> _PROBLEM TO SOLVE_
Please pull out every line of the records that contains the word "task" and copy each one in full. Case counts.

====== PROVIDED INFORMATION

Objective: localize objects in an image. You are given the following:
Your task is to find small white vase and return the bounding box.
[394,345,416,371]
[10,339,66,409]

============
====== PROVIDED INFORMATION

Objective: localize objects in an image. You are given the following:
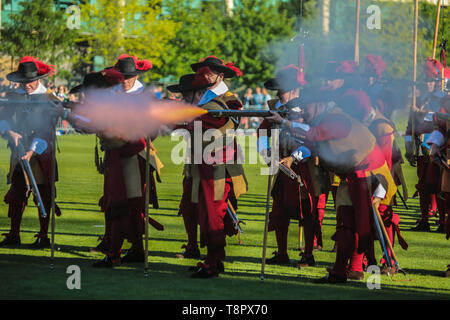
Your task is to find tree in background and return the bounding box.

============

> _THE SOLUTION_
Your task is to find small white vase and return the bounding box.
Your task is to find tree in background and return the bounding box.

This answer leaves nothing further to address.